Point localization data:
_____

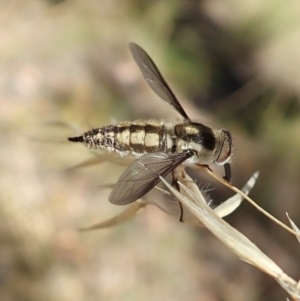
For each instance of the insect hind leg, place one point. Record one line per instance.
(176, 186)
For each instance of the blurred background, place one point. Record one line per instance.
(66, 67)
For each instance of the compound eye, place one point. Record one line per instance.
(226, 149)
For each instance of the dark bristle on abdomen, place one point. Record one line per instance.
(76, 139)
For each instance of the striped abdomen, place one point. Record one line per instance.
(136, 138)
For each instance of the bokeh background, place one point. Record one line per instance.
(66, 67)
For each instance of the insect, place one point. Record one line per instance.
(158, 146)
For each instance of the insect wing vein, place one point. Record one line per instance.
(143, 174)
(154, 78)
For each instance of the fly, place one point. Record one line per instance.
(159, 147)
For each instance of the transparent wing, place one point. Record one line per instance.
(154, 78)
(143, 174)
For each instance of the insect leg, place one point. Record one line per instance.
(176, 186)
(227, 176)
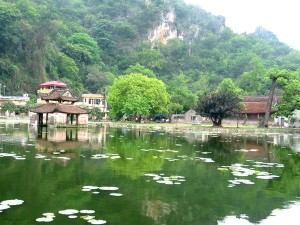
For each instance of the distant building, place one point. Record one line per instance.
(94, 101)
(256, 106)
(189, 117)
(59, 109)
(47, 87)
(292, 121)
(17, 100)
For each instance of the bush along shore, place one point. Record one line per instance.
(173, 127)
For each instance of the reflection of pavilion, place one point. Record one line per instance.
(67, 139)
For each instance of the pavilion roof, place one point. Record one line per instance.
(258, 104)
(60, 95)
(62, 108)
(54, 83)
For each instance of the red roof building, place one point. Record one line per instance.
(59, 110)
(256, 106)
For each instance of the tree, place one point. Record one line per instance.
(8, 106)
(222, 103)
(137, 95)
(291, 97)
(182, 98)
(274, 74)
(137, 68)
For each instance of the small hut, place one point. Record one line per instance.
(59, 110)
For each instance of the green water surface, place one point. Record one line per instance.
(158, 177)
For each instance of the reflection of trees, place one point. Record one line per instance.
(67, 139)
(135, 161)
(156, 209)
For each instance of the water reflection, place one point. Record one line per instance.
(101, 156)
(51, 140)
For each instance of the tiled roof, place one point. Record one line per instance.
(55, 83)
(63, 108)
(60, 95)
(258, 104)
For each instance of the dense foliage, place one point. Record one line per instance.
(223, 103)
(88, 43)
(136, 95)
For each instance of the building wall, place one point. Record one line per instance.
(59, 119)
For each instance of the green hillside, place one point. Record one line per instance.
(87, 43)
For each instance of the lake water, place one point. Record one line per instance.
(125, 176)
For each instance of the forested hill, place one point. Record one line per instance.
(87, 43)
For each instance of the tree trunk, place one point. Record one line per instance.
(269, 104)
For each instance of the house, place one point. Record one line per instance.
(17, 100)
(256, 106)
(59, 109)
(189, 117)
(47, 87)
(292, 121)
(94, 101)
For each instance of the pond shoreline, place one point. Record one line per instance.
(188, 128)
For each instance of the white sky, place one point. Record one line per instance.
(282, 17)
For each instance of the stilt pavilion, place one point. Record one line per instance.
(59, 110)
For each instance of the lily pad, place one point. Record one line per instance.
(12, 202)
(68, 211)
(97, 221)
(44, 219)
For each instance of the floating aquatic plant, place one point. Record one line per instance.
(116, 194)
(12, 202)
(161, 179)
(68, 211)
(97, 221)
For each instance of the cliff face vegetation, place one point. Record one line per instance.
(88, 43)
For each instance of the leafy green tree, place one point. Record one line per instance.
(137, 95)
(8, 106)
(222, 103)
(137, 68)
(82, 48)
(291, 97)
(9, 14)
(182, 98)
(97, 79)
(274, 74)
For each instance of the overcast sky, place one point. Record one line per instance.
(282, 17)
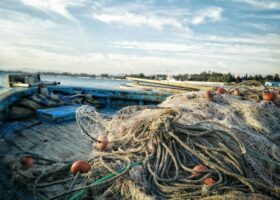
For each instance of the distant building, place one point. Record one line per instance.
(272, 84)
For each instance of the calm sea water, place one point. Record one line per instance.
(75, 81)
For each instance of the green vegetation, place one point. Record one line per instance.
(203, 76)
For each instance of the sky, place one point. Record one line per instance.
(134, 36)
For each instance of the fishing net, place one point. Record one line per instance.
(233, 138)
(154, 151)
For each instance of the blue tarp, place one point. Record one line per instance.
(58, 114)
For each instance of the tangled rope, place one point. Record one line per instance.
(189, 147)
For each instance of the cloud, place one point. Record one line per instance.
(210, 14)
(55, 6)
(138, 20)
(265, 4)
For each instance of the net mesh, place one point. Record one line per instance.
(153, 150)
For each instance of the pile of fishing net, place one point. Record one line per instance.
(188, 147)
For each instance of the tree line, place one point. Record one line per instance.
(203, 76)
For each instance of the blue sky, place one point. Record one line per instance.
(150, 36)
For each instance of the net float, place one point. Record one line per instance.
(269, 96)
(198, 168)
(236, 92)
(221, 90)
(102, 142)
(26, 162)
(208, 181)
(209, 95)
(80, 166)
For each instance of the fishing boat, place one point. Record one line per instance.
(38, 121)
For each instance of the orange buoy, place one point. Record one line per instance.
(236, 92)
(208, 181)
(209, 95)
(221, 91)
(102, 142)
(198, 168)
(80, 166)
(269, 96)
(26, 162)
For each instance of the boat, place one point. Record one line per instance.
(38, 121)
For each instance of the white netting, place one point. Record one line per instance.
(91, 122)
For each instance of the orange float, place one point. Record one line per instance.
(221, 90)
(80, 166)
(198, 168)
(102, 142)
(269, 96)
(208, 181)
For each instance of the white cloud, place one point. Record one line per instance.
(131, 19)
(210, 14)
(266, 4)
(56, 6)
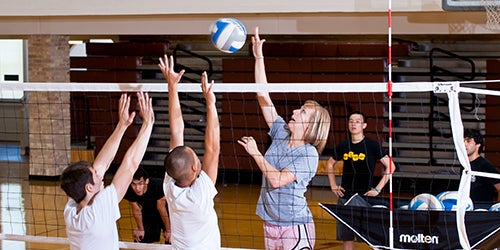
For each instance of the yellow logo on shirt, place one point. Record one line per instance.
(354, 157)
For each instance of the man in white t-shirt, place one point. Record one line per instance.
(189, 184)
(92, 210)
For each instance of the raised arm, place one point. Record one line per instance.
(138, 233)
(161, 206)
(135, 152)
(174, 106)
(108, 151)
(265, 102)
(210, 162)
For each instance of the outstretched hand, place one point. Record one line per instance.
(167, 68)
(249, 145)
(207, 88)
(257, 44)
(126, 118)
(145, 107)
(338, 191)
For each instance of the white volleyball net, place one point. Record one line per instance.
(58, 123)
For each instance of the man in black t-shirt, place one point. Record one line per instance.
(149, 207)
(359, 155)
(482, 189)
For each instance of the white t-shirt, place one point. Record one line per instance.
(193, 219)
(94, 227)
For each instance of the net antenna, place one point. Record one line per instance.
(492, 8)
(389, 96)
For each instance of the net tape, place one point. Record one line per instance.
(437, 87)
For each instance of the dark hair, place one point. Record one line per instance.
(74, 178)
(140, 173)
(177, 162)
(359, 113)
(477, 136)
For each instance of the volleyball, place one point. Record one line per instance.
(425, 201)
(449, 200)
(495, 207)
(228, 34)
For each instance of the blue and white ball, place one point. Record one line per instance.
(449, 200)
(495, 207)
(426, 201)
(228, 34)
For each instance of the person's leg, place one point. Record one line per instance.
(299, 237)
(272, 236)
(344, 234)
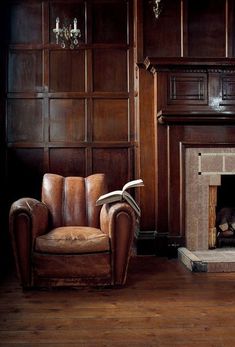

_____

[Required action]: Give an exact copy of the data, and omit any pictures it holds.

[Your solution]:
For each instance of the insect hind leg, place one point. Record one line per instance.
(176, 186)
For each instance of the blurred background, place one point. Record one line per instance.
(66, 67)
For each instance of the compound eye, place one point. Record one line per instance.
(226, 149)
For each instance of the dark bristle on abdomen, place one point. Record one line per instance.
(76, 139)
For each instance of the striped abdomen, place one point. Record one line per instance.
(136, 138)
For each instance of the bokeh background, place one point. Record one line per instance.
(66, 67)
For each instance of the insect, place one point. Record one line per instance.
(158, 146)
For each instance of the insect wing vein, place one point. Record one line per instance.
(143, 174)
(154, 78)
For each instance of the fly, place one point. Record one line per instance.
(159, 147)
For each instance of the transparent wing, place one point. Record one line per instance.
(154, 78)
(143, 174)
For each instance of the insect leg, place one point. Record one line per instance.
(176, 186)
(227, 176)
For each instance of the distant building, place one point. Record one line per instance.
(94, 101)
(256, 106)
(189, 117)
(59, 109)
(47, 87)
(292, 121)
(17, 100)
For each instance of the bush along shore, place one point. Record one line per instance.
(173, 127)
For each instance of the reflection of pavilion, place one point. Record one line per instance.
(67, 139)
For each instance of the pavilion roof, place one point. Record one line per instance.
(258, 104)
(60, 95)
(62, 108)
(54, 83)
For each instance of the red roof building, place one point. Record one line per instance.
(59, 110)
(256, 106)
For each instance of the tree, place one point. Record one line per instance.
(8, 106)
(222, 103)
(137, 95)
(291, 97)
(182, 98)
(274, 74)
(137, 68)
For each instance of the small hut, place one point. Record one line per instance.
(59, 110)
For each instance of the green water surface, place one point. Record one line per instance.
(158, 177)
For each instance of the reflection of trees, place one point. Record one line per instance.
(67, 139)
(135, 161)
(156, 209)
For each instance of the water reflection, place one point. Record one line per instance.
(101, 156)
(51, 140)
For each instance of the tiled roof, place one point. Record one line per instance.
(55, 83)
(63, 108)
(60, 95)
(258, 104)
For each instance of the dense foliage, place one point. Record one line per instance.
(223, 103)
(88, 43)
(136, 95)
For each instance of the building wall, place one point. Record one line per instance.
(59, 119)
For each instance of the green hillside, place one point. Record one line per instance.
(87, 43)
For each instance of the lake water, place one point. Record one line per instance.
(125, 176)
For each instance of the forested hill, place one point. Record one line per instance.
(87, 43)
For each instance of the tree trunk, place one point. Record one line per instance.
(269, 104)
For each instance of the house, place one point. Record one line per instance.
(17, 100)
(256, 106)
(59, 109)
(189, 117)
(47, 87)
(292, 121)
(94, 101)
For each instance of the pond shoreline, place one point. Record one line per instance.
(188, 128)
For each instance of the white sky, place one point. Record one line per instance.
(282, 17)
For each instance of the stilt pavilion, place one point. Record one line per instance.
(59, 110)
For each instance of the lily pad, place one point. Record one line per instance.
(12, 202)
(68, 211)
(97, 221)
(44, 219)
For each instance of the floating aquatic plant, place one point. Record one line per instance.
(116, 194)
(12, 202)
(161, 179)
(68, 211)
(97, 221)
For each instance of the cliff face vegetation, place one point. Record one line per instance.
(88, 43)
For each instance of the leafy green tree, place one point. Record one line per instance.
(137, 95)
(8, 106)
(222, 103)
(137, 68)
(82, 48)
(291, 97)
(9, 14)
(182, 98)
(97, 79)
(274, 74)
For each instance of the overcast sky, place one point. Record one line per instance.
(282, 17)
For each instance of the distant building, place one point. Record one line per instance.
(272, 84)
For each instance of the calm sea water, place one point. Record one line per instance.
(75, 81)
For each instance of the green vegetation, place one point. Record one line per instance.
(203, 76)
For each instance of the sky, place one point. Record one line per instance.
(134, 36)
For each instance of the fishing net, place one point. Record one line per instance.
(233, 138)
(154, 151)
For each instance of the blue tarp, place one point. Record one line per instance.
(58, 114)
For each instance of the tangled rope, place one point. Record one line per instance.
(189, 147)
For each instance of the cloud, place one point. Record one line per instance.
(210, 14)
(55, 6)
(138, 20)
(265, 4)
For each instance of the net mesh, place one point. Record one line per instance.
(153, 150)
For each instance of the pile of fishing net, place one point. Record one line per instance.
(188, 147)
For each instance of the tree line, place one point. Record one line per instance.
(203, 76)
For each instance of the blue sky, place one point. Record one line per instance.
(150, 36)
For each instance of the net float, place one point. Record one line per instance.
(269, 96)
(198, 168)
(236, 92)
(221, 90)
(102, 142)
(26, 162)
(208, 181)
(209, 95)
(80, 166)
For each instance of the fishing boat, place one point. Record one line per instance.
(38, 121)
For each instance of the orange buoy, place one point. Record one line per instance.
(236, 92)
(208, 181)
(209, 95)
(221, 91)
(102, 142)
(198, 168)
(80, 166)
(269, 96)
(26, 162)
For each instance of the boat, place one point. Record one line per instance.
(38, 121)
For each instance of the white netting, place one point. Record one line per instance.
(91, 122)
For each instance of the orange float, place one point. Record one line per instance.
(221, 90)
(80, 166)
(198, 168)
(102, 142)
(269, 96)
(208, 181)
For each instance of the white cloud, place one point. Record one line per instance.
(131, 19)
(210, 14)
(266, 4)
(56, 6)
For each instance of the yellow logo on shirt, place one point. Record one line per instance.
(354, 157)
For each instance of the man in white t-shirt, place one point. Record one line per instance.
(189, 184)
(92, 210)
For each instance of the raised arm, place one point. Record one line per instance.
(138, 233)
(161, 206)
(135, 152)
(174, 106)
(108, 151)
(265, 102)
(210, 162)
For each instance of the outstretched hand, place one point. Record one line per instance.
(167, 68)
(249, 145)
(207, 88)
(257, 44)
(126, 118)
(145, 107)
(338, 191)
For each instance of the white volleyball net, place one point. Record one line per instance.
(58, 123)
For each instance of the man in black t-shirt, place one point. Record one line per instance.
(149, 207)
(359, 155)
(482, 189)
For each instance of the white t-shirt, place one point. Record one line per instance.
(193, 219)
(94, 227)
For each instance of the net antenna, place one point. Record one line per instance.
(492, 8)
(389, 96)
For each instance of the net tape, place one point. Record one line per instance.
(437, 87)
For each instance of the dark hair, place one point. Record one line per instance.
(74, 178)
(140, 173)
(177, 162)
(359, 113)
(477, 136)
For each instance of the volleyball, place one point. Record one line per instance.
(425, 201)
(449, 200)
(495, 207)
(228, 34)
For each instance of the blue and white ball, place one point. Record one line per instance.
(449, 200)
(495, 207)
(426, 201)
(228, 34)
For each instance of the person's leg, place one point. Record one line per instance.
(299, 237)
(272, 236)
(344, 234)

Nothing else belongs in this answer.